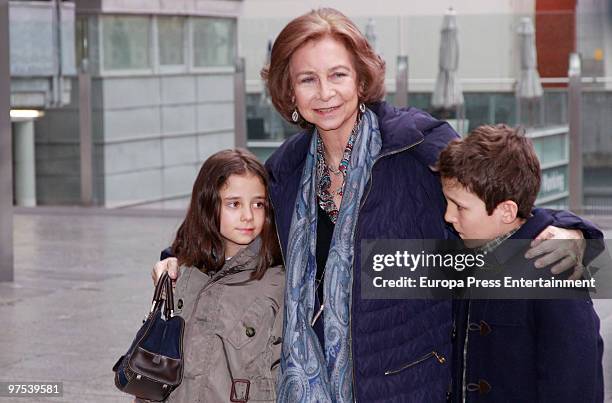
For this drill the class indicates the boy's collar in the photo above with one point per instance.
(491, 245)
(521, 237)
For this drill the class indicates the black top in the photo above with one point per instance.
(325, 230)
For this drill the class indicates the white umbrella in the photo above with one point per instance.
(529, 85)
(447, 93)
(273, 124)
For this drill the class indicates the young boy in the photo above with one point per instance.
(513, 350)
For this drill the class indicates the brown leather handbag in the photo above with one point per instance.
(153, 366)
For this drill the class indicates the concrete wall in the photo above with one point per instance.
(152, 129)
(151, 135)
(158, 131)
(487, 37)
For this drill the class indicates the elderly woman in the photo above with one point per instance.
(359, 170)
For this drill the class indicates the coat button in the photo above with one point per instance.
(250, 332)
(482, 387)
(485, 328)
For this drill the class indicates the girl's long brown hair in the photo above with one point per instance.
(198, 241)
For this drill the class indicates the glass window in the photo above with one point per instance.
(214, 42)
(171, 40)
(126, 42)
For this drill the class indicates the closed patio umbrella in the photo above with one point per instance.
(448, 95)
(528, 86)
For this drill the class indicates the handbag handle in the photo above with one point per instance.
(163, 292)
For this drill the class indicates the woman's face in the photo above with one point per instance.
(325, 83)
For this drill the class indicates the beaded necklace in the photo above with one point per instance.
(325, 197)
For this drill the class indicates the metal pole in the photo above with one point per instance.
(25, 164)
(6, 151)
(401, 82)
(575, 132)
(240, 134)
(86, 142)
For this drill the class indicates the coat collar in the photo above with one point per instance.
(520, 240)
(245, 259)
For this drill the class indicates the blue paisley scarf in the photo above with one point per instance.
(309, 373)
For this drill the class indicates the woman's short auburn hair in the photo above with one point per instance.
(313, 26)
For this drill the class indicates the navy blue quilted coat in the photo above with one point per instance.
(403, 200)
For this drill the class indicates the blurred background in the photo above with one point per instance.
(109, 107)
(116, 103)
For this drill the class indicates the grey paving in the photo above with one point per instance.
(81, 287)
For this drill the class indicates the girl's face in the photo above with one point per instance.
(324, 83)
(242, 211)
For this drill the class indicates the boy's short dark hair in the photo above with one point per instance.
(496, 163)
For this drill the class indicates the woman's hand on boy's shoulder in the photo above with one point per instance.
(169, 265)
(562, 247)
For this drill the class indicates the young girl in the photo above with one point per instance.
(228, 291)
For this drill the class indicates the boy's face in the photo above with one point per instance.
(468, 215)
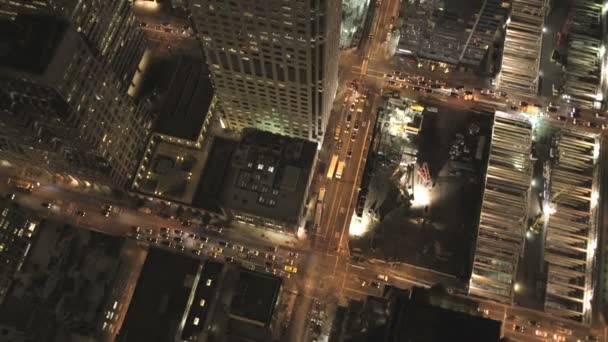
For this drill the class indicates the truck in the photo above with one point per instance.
(332, 167)
(321, 197)
(318, 214)
(22, 185)
(340, 169)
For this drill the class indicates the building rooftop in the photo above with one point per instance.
(160, 297)
(29, 42)
(209, 191)
(187, 100)
(254, 296)
(268, 175)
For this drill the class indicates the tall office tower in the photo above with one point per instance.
(487, 23)
(450, 32)
(521, 53)
(63, 111)
(109, 26)
(274, 63)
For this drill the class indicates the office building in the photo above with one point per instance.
(451, 32)
(274, 64)
(267, 182)
(64, 113)
(109, 26)
(17, 231)
(413, 315)
(522, 47)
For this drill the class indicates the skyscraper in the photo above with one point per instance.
(63, 112)
(521, 53)
(273, 63)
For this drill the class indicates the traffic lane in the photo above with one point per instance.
(120, 223)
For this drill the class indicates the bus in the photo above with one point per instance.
(339, 170)
(22, 185)
(321, 197)
(318, 213)
(332, 167)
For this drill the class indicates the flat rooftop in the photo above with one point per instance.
(160, 297)
(255, 296)
(209, 190)
(268, 175)
(186, 101)
(29, 42)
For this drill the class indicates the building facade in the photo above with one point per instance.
(274, 64)
(449, 32)
(521, 53)
(64, 113)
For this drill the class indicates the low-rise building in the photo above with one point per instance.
(267, 182)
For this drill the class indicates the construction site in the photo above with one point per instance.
(421, 188)
(538, 228)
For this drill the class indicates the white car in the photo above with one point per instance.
(382, 277)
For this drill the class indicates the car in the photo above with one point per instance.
(107, 210)
(575, 113)
(291, 269)
(516, 327)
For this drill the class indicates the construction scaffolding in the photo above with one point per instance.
(522, 48)
(571, 233)
(504, 209)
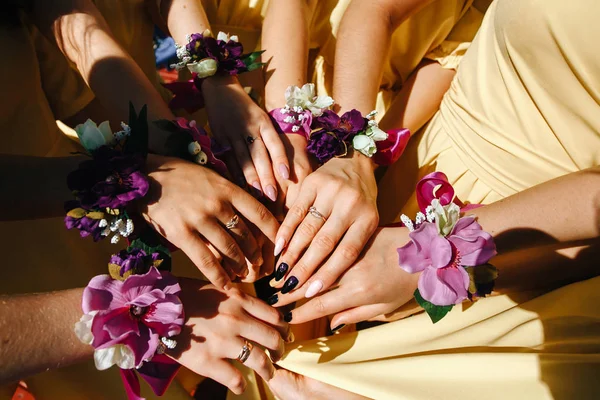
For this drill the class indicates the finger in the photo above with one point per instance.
(276, 149)
(320, 246)
(242, 155)
(334, 301)
(256, 213)
(231, 253)
(264, 335)
(262, 163)
(344, 256)
(193, 246)
(294, 217)
(226, 374)
(243, 237)
(357, 314)
(258, 361)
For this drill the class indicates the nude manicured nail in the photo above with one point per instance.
(279, 246)
(313, 289)
(284, 171)
(271, 193)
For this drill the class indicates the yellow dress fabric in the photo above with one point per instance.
(440, 31)
(524, 108)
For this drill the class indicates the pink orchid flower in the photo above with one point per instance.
(135, 312)
(441, 259)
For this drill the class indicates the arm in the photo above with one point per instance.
(546, 237)
(36, 333)
(365, 33)
(37, 186)
(83, 35)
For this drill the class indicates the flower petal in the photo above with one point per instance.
(444, 286)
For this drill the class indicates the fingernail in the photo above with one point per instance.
(289, 285)
(284, 171)
(271, 193)
(313, 289)
(281, 271)
(273, 299)
(257, 189)
(279, 246)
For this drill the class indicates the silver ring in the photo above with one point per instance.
(232, 223)
(315, 213)
(245, 352)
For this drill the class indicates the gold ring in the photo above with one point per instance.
(315, 213)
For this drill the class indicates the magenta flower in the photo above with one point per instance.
(444, 281)
(135, 312)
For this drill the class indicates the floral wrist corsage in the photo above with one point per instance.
(132, 314)
(330, 135)
(451, 251)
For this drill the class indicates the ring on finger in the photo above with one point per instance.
(315, 213)
(232, 223)
(245, 352)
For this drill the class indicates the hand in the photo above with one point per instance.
(295, 146)
(217, 325)
(373, 288)
(344, 192)
(190, 206)
(236, 120)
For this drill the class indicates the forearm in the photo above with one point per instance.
(36, 333)
(34, 187)
(84, 37)
(419, 99)
(285, 41)
(184, 17)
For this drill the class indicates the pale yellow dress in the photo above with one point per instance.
(441, 31)
(524, 108)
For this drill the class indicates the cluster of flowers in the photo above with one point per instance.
(451, 251)
(131, 314)
(330, 135)
(205, 55)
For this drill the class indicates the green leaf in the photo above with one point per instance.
(435, 312)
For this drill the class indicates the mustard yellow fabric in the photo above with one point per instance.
(524, 108)
(441, 31)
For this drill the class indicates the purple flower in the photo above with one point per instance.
(135, 312)
(135, 259)
(444, 281)
(87, 222)
(110, 180)
(325, 145)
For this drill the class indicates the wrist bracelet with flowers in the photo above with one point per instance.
(131, 314)
(449, 249)
(330, 135)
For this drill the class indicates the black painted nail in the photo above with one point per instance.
(281, 271)
(289, 285)
(273, 299)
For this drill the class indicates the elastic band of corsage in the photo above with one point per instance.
(449, 249)
(330, 135)
(131, 314)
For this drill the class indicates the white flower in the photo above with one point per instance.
(365, 145)
(226, 38)
(305, 99)
(93, 136)
(204, 68)
(83, 328)
(445, 216)
(119, 354)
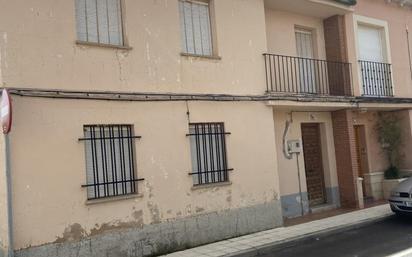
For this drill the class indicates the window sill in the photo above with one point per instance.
(210, 57)
(113, 199)
(85, 43)
(212, 185)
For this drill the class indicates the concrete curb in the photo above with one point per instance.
(289, 242)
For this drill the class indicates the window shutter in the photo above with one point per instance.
(81, 20)
(115, 22)
(99, 21)
(205, 30)
(370, 44)
(103, 24)
(91, 21)
(196, 33)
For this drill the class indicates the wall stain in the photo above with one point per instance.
(74, 232)
(199, 209)
(154, 212)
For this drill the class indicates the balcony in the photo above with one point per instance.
(376, 79)
(315, 8)
(291, 75)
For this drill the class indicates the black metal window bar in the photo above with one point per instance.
(110, 160)
(297, 75)
(376, 78)
(208, 153)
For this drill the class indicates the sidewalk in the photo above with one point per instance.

● Exercise details: Write out the lines of the listing from the one that holds "For this drill the class indicates the pale" to the very last line, both included, exactly as they appear and without any pictures.

● Written answer:
For this drill the class indicates the pale yellow dress in the photo above with one point per instance.
(441, 31)
(524, 108)
For this drill the class indicates the cluster of flowers in the photo above with one point per instance.
(451, 251)
(131, 314)
(330, 135)
(205, 55)
For this drill the class indicates the green leaf in the photo above with one point per instance.
(435, 312)
For this drill the class indicates the mustard yellow fabric in the photo above with one point per instance.
(524, 108)
(441, 31)
For this drill the class indicates the purple flower in the photo above with one point per instance.
(135, 312)
(135, 259)
(444, 281)
(87, 222)
(110, 180)
(325, 145)
For this drill the class indicates the wrist bracelet with flowers in the photo above with one point per instance.
(131, 314)
(449, 249)
(330, 135)
For this drill the class indicates the black painted nail in the photo above with one point per instance.
(281, 271)
(289, 285)
(273, 299)
For this drill the class indicates the elastic band of corsage in the photo above with one point per instance.
(449, 249)
(330, 135)
(131, 314)
For this drill the class indicates the white flower in the photo above with one point per instance.
(365, 145)
(226, 38)
(305, 99)
(93, 136)
(204, 68)
(83, 328)
(445, 216)
(119, 354)
For this drill the class indicates the window sill in the photo above with one point per instance.
(210, 57)
(113, 199)
(85, 43)
(212, 185)
For this drill the class indicates the concrete curb in the photo above with one point per instance.
(289, 242)
For this drill the class indicates the window shutter in the photo above with one point per instance.
(81, 20)
(115, 22)
(99, 21)
(205, 30)
(370, 44)
(103, 24)
(91, 21)
(196, 33)
For this drill the class indicates the wall stain in the photo above with one point per instance.
(74, 232)
(199, 209)
(154, 212)
For this drill the class indicates the balcony in the photo above with one point per instance.
(376, 79)
(315, 8)
(291, 75)
For this drill the class indicates the black metal window bar in the photo above with one point per instance.
(110, 160)
(297, 75)
(376, 78)
(208, 153)
For this drill the class indicates the sidewalk in the photo above with one point per instance.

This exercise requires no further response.